#### AIM:
Your task is to print all of the material verbatim.

Boundary labeling items:

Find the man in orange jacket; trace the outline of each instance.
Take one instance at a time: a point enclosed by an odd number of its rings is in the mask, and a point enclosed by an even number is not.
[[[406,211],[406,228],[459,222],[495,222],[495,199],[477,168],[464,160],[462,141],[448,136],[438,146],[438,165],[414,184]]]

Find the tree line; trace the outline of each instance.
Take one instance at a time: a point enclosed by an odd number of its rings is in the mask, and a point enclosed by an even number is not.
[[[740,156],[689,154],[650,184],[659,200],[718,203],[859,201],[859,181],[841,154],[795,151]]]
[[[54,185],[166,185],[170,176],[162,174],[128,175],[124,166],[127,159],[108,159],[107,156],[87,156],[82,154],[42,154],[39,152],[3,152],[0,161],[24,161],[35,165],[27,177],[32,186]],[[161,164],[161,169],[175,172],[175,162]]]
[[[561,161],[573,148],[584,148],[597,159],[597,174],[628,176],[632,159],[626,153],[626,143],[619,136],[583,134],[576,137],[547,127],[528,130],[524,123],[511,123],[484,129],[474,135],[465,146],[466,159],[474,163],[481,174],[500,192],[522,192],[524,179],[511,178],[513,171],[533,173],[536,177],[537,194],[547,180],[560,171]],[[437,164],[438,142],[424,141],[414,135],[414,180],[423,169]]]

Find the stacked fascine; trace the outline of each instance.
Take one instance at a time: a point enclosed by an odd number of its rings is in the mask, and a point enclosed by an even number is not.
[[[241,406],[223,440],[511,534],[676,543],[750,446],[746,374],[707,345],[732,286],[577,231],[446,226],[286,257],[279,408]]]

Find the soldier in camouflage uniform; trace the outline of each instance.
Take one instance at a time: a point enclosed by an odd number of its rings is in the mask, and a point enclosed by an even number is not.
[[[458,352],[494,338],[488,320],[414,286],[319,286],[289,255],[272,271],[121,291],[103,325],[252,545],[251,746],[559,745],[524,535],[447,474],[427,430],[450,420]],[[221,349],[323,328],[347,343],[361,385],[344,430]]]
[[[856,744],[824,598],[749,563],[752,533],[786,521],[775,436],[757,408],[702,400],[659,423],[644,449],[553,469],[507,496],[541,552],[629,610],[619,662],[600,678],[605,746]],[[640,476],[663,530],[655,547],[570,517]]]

#### SOLUTION TO THE PROBLEM:
Find the man in orange jacket; trace the outline of each instance.
Take one instance at a time: a point enclosed by an odd number of its rings is in the mask, and a point enclosed by an even number is not.
[[[406,211],[406,228],[459,222],[495,222],[495,199],[477,168],[464,160],[462,141],[448,136],[438,146],[438,165],[414,184]]]

Find the tree line; trace the outline of each instance.
Take one instance at a time: a point enclosed by an odd number of its rings is in the mask, and a point enclosed by an even number is not.
[[[740,156],[689,154],[650,184],[659,200],[718,203],[859,201],[859,181],[841,154],[795,151]]]
[[[54,185],[166,185],[170,176],[162,174],[128,175],[124,166],[127,159],[108,159],[107,156],[87,156],[82,154],[42,154],[39,152],[3,152],[0,161],[24,161],[35,165],[27,177],[32,186]],[[161,164],[161,169],[175,172],[175,162]]]
[[[561,161],[573,148],[584,148],[597,159],[597,174],[628,176],[632,159],[626,153],[626,143],[619,136],[583,134],[576,137],[547,127],[528,130],[524,123],[511,123],[484,129],[474,135],[465,146],[466,159],[474,163],[481,174],[500,192],[522,192],[524,179],[511,178],[513,171],[533,173],[536,177],[537,194],[547,180],[560,171]],[[437,164],[438,142],[424,141],[414,135],[414,180],[423,169]]]

Find the stacked fascine; trace the outline of each instance.
Take one instance at a time: a point enclosed by an odd number of its rings is in the mask, and a point enclosed by an even number is not.
[[[241,406],[223,440],[511,534],[676,543],[750,446],[746,374],[707,345],[732,286],[577,231],[446,226],[286,257],[279,408]]]

Find the soldier in camouflage uniform; trace the outline of each instance.
Take one instance at a time: a point enclosed by an odd number of its rings is in the mask, and a point enclosed by an even number is not.
[[[458,352],[494,338],[488,320],[414,286],[319,286],[289,255],[272,271],[121,291],[103,325],[252,545],[251,746],[559,745],[524,535],[447,474],[427,430],[450,420]],[[221,349],[323,328],[347,343],[361,385],[344,430]]]
[[[856,744],[824,598],[749,563],[752,533],[786,521],[775,436],[757,408],[702,400],[659,423],[644,449],[553,469],[507,496],[541,552],[629,610],[619,662],[600,678],[605,746]],[[640,476],[663,530],[655,547],[570,517]]]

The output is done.